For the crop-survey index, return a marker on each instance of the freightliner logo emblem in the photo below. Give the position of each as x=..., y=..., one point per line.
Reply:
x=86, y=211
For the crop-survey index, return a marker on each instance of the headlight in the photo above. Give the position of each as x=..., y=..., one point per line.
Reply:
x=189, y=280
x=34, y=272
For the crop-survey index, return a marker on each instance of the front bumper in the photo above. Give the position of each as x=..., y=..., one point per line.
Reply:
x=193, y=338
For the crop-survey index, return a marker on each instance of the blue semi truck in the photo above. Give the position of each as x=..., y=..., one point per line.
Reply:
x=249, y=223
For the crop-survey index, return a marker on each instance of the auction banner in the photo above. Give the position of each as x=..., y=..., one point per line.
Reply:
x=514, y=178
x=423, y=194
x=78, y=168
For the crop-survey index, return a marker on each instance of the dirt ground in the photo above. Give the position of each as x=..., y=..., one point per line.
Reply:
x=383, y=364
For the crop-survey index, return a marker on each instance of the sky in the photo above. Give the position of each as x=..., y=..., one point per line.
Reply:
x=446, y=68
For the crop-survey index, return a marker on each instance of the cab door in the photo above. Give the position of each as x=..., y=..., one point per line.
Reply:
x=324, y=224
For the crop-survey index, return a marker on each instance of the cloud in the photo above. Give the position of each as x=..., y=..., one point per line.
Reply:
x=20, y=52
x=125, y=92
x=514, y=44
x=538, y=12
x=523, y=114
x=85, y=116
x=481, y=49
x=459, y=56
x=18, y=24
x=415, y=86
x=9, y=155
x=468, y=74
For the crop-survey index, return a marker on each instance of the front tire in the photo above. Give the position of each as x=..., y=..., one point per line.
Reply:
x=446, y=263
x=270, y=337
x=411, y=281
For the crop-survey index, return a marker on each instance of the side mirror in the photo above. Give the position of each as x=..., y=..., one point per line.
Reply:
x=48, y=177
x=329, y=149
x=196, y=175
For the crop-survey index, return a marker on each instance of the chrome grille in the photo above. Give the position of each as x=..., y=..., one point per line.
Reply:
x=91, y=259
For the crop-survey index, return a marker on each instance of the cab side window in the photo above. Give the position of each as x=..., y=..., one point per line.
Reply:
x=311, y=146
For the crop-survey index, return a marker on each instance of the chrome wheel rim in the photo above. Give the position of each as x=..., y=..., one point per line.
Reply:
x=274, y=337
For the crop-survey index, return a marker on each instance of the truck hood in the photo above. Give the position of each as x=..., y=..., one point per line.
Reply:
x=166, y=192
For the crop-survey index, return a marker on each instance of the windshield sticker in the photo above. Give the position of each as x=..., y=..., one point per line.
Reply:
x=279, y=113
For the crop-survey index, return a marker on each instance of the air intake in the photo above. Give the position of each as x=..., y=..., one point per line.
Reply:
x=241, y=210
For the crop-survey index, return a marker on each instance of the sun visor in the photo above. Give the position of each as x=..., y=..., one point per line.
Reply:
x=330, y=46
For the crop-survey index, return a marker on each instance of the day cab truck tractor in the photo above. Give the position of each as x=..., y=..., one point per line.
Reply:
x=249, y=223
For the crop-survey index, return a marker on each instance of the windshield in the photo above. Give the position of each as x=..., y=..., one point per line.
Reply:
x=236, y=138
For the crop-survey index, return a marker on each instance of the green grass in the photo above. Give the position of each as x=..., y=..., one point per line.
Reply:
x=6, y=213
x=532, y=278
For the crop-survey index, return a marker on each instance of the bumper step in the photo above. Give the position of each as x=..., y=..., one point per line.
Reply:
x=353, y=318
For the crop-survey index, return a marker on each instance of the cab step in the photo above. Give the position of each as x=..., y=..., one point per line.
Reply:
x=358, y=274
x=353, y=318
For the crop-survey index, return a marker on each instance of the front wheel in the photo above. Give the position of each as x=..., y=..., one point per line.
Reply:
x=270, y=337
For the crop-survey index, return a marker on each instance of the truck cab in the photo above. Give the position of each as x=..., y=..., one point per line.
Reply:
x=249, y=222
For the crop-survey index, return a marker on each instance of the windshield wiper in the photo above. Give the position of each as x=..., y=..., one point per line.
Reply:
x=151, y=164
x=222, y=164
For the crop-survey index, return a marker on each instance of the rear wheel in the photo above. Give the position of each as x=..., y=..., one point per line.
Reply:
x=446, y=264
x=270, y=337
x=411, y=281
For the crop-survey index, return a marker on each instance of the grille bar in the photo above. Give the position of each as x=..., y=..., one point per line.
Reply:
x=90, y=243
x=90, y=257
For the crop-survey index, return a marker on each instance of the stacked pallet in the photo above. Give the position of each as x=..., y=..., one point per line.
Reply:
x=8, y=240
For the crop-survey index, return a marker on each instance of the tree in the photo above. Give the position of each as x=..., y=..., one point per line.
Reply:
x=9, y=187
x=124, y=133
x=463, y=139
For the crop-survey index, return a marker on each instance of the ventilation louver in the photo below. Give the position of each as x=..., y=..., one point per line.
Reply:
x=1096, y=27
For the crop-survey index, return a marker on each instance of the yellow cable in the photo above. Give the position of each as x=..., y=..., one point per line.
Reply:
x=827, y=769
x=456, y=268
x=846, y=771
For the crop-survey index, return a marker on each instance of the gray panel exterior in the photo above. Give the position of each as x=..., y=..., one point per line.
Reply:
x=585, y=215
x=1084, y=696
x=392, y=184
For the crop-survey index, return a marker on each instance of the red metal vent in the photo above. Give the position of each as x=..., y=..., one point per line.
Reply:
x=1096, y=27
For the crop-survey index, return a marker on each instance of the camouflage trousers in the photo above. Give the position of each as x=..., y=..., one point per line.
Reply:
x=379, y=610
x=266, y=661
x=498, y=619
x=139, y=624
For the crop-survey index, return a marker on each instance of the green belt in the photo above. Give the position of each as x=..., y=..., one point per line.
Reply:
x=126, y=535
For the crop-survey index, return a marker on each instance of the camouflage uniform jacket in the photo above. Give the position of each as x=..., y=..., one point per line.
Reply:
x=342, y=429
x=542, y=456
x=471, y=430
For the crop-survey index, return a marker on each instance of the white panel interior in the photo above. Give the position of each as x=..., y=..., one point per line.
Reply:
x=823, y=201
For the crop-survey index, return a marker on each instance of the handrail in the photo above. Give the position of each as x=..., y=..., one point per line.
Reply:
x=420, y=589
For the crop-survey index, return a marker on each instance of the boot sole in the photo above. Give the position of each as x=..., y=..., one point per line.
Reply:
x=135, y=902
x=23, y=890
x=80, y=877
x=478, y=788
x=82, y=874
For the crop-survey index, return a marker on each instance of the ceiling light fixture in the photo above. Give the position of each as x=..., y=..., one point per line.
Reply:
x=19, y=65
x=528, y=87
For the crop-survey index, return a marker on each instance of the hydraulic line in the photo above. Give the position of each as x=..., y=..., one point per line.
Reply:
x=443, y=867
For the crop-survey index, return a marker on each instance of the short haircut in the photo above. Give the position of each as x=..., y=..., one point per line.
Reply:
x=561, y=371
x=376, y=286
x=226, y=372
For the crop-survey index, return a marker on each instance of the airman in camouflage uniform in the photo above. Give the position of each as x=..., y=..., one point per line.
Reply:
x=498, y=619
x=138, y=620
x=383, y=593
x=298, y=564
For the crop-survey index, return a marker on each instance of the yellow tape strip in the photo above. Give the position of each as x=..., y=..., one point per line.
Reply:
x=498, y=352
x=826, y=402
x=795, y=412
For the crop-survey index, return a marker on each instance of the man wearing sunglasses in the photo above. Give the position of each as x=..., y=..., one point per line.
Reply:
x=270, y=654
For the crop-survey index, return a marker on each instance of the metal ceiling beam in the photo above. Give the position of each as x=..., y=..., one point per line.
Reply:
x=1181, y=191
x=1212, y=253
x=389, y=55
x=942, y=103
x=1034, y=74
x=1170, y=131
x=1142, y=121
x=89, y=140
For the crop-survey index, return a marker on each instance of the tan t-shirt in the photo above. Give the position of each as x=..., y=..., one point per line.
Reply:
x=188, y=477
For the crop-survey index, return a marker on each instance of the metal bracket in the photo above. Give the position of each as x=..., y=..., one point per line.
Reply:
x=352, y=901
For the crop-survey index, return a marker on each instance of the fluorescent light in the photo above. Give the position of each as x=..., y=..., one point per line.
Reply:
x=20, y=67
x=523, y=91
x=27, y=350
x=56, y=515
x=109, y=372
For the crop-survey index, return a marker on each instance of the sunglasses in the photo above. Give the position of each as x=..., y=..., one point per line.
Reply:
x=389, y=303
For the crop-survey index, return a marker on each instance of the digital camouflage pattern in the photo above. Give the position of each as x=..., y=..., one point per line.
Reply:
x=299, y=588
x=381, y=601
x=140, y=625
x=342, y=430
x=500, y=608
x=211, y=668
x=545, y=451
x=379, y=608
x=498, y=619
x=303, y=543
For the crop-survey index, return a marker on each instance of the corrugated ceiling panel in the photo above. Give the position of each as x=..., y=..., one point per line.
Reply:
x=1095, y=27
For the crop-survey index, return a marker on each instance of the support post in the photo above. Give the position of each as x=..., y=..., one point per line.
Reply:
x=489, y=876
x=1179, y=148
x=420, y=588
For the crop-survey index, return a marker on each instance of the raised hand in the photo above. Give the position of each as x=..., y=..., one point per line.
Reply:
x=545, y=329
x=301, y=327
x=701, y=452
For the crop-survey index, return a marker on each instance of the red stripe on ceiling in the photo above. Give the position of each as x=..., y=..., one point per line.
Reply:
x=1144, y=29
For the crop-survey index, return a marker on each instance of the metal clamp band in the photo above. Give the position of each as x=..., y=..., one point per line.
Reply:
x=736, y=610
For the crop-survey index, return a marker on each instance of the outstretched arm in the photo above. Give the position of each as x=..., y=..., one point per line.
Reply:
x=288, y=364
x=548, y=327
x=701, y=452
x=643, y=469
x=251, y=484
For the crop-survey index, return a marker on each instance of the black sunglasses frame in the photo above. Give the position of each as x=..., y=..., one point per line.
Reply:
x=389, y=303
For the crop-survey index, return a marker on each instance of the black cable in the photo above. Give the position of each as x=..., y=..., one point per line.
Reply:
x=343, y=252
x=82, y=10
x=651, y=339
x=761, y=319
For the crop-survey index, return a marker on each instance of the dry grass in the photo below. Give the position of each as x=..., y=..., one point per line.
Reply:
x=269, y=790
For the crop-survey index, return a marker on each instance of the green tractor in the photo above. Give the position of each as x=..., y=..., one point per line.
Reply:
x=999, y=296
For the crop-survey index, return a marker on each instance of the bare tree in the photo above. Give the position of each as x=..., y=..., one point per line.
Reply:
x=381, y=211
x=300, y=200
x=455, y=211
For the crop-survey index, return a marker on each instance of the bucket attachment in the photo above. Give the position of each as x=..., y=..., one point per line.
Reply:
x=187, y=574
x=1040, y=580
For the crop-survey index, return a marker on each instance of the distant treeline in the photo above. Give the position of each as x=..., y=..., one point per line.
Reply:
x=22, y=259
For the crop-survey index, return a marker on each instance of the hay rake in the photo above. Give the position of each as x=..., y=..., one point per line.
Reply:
---
For this exercise, please retype exactly the lines in the listing from the line with "of the bucket" through its last line, both ends included.

For the crop-survey index, return a marker on each instance of the bucket attachment in the photo above. Give the position of each as x=..., y=..., one point per line.
Reply:
x=187, y=574
x=1040, y=580
For the crop-survey index, return a marker on each instance of the distant treeline in the photo above. Give the position of each as x=..., y=..., one point per line.
Reply:
x=22, y=259
For the crop-survey index, return a marker on each instance of the hay rake in the photo above. Give the position of each as x=..., y=..., one point per line.
Reply:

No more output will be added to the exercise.